WHAT NEEDS TO BE DONE :: Your copy of the material below should match it exactly, except that it holds no pictures.

ENTRIES ::
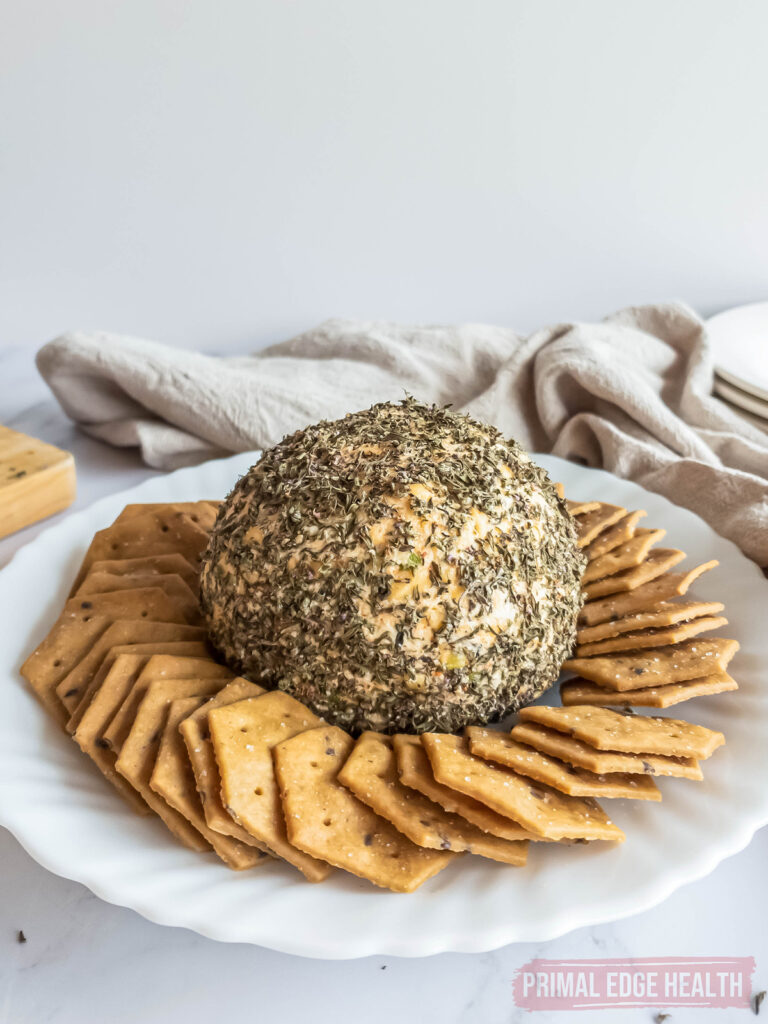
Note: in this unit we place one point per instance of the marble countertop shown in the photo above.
(87, 962)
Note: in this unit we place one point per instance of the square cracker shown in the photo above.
(171, 584)
(159, 667)
(560, 775)
(656, 666)
(122, 631)
(602, 762)
(657, 562)
(195, 732)
(652, 638)
(326, 820)
(579, 691)
(150, 565)
(69, 641)
(537, 807)
(244, 735)
(645, 596)
(151, 534)
(619, 534)
(173, 779)
(415, 771)
(593, 523)
(139, 751)
(118, 680)
(184, 648)
(371, 773)
(613, 730)
(665, 613)
(625, 556)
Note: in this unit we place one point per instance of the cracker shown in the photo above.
(665, 613)
(188, 648)
(652, 638)
(593, 523)
(656, 666)
(581, 508)
(415, 771)
(613, 730)
(173, 779)
(72, 636)
(645, 596)
(657, 562)
(144, 535)
(537, 807)
(159, 667)
(602, 762)
(244, 735)
(122, 674)
(371, 773)
(625, 556)
(150, 565)
(610, 539)
(172, 585)
(139, 750)
(579, 691)
(500, 747)
(203, 514)
(327, 821)
(194, 731)
(123, 631)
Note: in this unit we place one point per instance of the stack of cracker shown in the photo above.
(635, 641)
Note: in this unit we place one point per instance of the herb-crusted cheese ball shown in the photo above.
(404, 568)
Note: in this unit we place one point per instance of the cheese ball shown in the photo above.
(403, 568)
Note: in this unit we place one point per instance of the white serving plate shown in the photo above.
(71, 821)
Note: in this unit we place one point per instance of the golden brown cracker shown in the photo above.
(665, 613)
(579, 691)
(371, 773)
(625, 556)
(656, 666)
(500, 747)
(535, 806)
(614, 730)
(415, 771)
(652, 638)
(194, 730)
(122, 631)
(173, 779)
(327, 821)
(243, 735)
(658, 561)
(558, 744)
(642, 598)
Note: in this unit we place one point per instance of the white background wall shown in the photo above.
(221, 174)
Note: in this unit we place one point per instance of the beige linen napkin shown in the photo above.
(631, 394)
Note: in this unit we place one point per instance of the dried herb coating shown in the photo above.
(404, 568)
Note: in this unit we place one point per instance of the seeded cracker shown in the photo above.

RESULT BELOW ::
Note: in this unit we place one point per instance of the marble countertop shown in the photo above.
(87, 962)
Note: in this unit we place one point per instance of the square cracker shown in the photo above.
(171, 584)
(159, 667)
(560, 775)
(656, 666)
(122, 631)
(602, 762)
(657, 562)
(195, 732)
(652, 638)
(326, 820)
(579, 691)
(150, 565)
(69, 641)
(537, 807)
(244, 735)
(645, 596)
(151, 534)
(619, 534)
(173, 779)
(415, 771)
(593, 523)
(139, 751)
(118, 680)
(184, 648)
(371, 773)
(613, 730)
(665, 613)
(625, 556)
Note: in this unit we place one point per instance of the cracker shown in the photo above.
(665, 613)
(188, 648)
(652, 638)
(593, 523)
(656, 666)
(581, 508)
(415, 771)
(613, 730)
(173, 779)
(72, 636)
(645, 596)
(657, 562)
(144, 535)
(537, 807)
(159, 667)
(602, 762)
(244, 735)
(122, 674)
(371, 773)
(625, 556)
(150, 565)
(610, 539)
(172, 585)
(139, 750)
(579, 691)
(500, 747)
(203, 514)
(327, 821)
(194, 731)
(123, 631)
Note: in this unit we place one point per instance of the stack of cracker shown in the photo above.
(635, 641)
Note: in this unit we place one point per instance of the herb-crusted cheese ball shown in the photo above.
(404, 568)
Note: in this unit we place one point per instance of the cheese ball shown in the photo above.
(403, 568)
Note: in this unit we place one point per instance of the white serving plate shown in the photo above.
(71, 821)
Note: in this unit we place one point per instance of the golden brown cracker shown in the photo above.
(665, 613)
(579, 691)
(371, 773)
(625, 556)
(656, 666)
(500, 747)
(535, 806)
(614, 730)
(415, 771)
(652, 638)
(194, 730)
(122, 631)
(173, 779)
(327, 821)
(243, 735)
(658, 561)
(558, 744)
(642, 598)
Note: in this unit we place one point per instance of the white background wall shown in the photo above.
(221, 174)
Note: in this unit we place one point per instance of the beige linen napkin shown in the photo above.
(631, 394)
Note: in this unit we place one point per instance of the dried herb coating shown in the photo above.
(404, 568)
Note: in this unit we place one point per instance of the seeded cracker shown in the photo above.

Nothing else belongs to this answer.